++++ Available records

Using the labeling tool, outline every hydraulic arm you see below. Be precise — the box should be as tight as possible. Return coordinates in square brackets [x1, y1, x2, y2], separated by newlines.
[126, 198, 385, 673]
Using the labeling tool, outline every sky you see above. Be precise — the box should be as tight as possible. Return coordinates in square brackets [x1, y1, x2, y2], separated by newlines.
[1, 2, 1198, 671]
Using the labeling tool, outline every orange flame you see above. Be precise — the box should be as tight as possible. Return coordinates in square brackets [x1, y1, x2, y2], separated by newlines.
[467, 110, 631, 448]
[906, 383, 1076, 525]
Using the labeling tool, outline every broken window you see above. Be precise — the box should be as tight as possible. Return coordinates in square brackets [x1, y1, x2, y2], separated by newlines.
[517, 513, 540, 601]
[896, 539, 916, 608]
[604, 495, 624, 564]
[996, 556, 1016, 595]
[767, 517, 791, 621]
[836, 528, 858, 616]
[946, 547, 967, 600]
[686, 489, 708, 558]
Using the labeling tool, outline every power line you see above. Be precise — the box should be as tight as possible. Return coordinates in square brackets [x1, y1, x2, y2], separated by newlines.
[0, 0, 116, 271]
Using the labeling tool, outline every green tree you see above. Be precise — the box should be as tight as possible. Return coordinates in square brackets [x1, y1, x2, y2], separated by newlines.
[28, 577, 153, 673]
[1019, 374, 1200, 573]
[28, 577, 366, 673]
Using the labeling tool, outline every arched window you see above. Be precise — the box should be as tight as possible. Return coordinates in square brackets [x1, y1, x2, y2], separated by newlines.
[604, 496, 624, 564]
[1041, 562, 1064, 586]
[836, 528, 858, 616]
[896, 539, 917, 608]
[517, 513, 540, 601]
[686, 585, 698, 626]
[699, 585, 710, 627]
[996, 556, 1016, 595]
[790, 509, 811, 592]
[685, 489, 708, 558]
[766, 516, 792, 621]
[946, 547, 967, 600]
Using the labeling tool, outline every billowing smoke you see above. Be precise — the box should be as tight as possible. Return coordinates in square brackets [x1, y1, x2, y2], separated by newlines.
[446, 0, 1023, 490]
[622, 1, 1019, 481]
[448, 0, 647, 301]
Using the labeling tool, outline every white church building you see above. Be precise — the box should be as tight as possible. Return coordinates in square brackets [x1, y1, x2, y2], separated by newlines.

++++++++

Please repeat every entry, exactly as it was written.

Using the labeling tool, outline every hydraulic arm you see below. Be precise — the box should be as tight as possible. Return coordinates in square brackets [x1, y1, x2, y2], separated by newlines.
[126, 198, 385, 673]
Using the labeling tool, outline every sky you see above. Be precise — the box should be as tight as possible. Return coordinates in square brackets [x1, y1, x2, y2], separated by newlines.
[1, 2, 1198, 671]
Using the labeling tool, outline every orange flame you see above. Be precise — the box should be as tight as possible. Return coordinates in square brackets [x1, y1, x2, y2], separated by newlines.
[467, 110, 631, 448]
[906, 383, 1076, 525]
Using the labeling tool, outline every broken window you see above. Be precise — the box should be as tight as possible. Return coordinates in square brackets [x1, y1, x2, y2], separated by newlines.
[517, 513, 540, 601]
[896, 539, 916, 608]
[604, 495, 624, 564]
[996, 556, 1016, 595]
[767, 517, 791, 621]
[836, 528, 858, 616]
[946, 547, 967, 600]
[686, 489, 708, 558]
Using the labeling tool, outline every power line you see above. Be precise — the box should be as tight as possible. Return coordinates in square brackets [x1, y1, x2, y2], separated by newlines.
[0, 0, 116, 271]
Using the labeling tool, outline every green tree you see above. Be precise — the box should be as tight as possible. Return coordinates in square brackets [x1, y1, x2, y2], separated by newlines.
[28, 577, 153, 673]
[1019, 374, 1200, 573]
[28, 577, 366, 673]
Using the labeling tool, outline every arched window you see above. Be precise — the box should be as tight as possible. Return coordinates in square brackets [x1, y1, x2, y2], separated by newlines.
[604, 496, 624, 564]
[1041, 562, 1064, 586]
[836, 528, 858, 616]
[896, 539, 917, 608]
[517, 513, 540, 601]
[686, 585, 698, 626]
[699, 585, 710, 627]
[996, 556, 1016, 595]
[790, 509, 811, 592]
[685, 489, 708, 558]
[766, 516, 792, 621]
[946, 547, 967, 600]
Using the labeling tool, outline every billowing smoke you see above. Be precise — the box should be as tight as possible. Return coordinates in square brackets [x1, y1, x2, y2], separated by newlines.
[446, 0, 1023, 490]
[622, 1, 1019, 481]
[448, 0, 647, 301]
Using the labeling tool, outline every white church building you see above. Be precise — the box should be as tight as possible. Return coordinates in square brackets [x1, y1, x2, y2], separated by newlines.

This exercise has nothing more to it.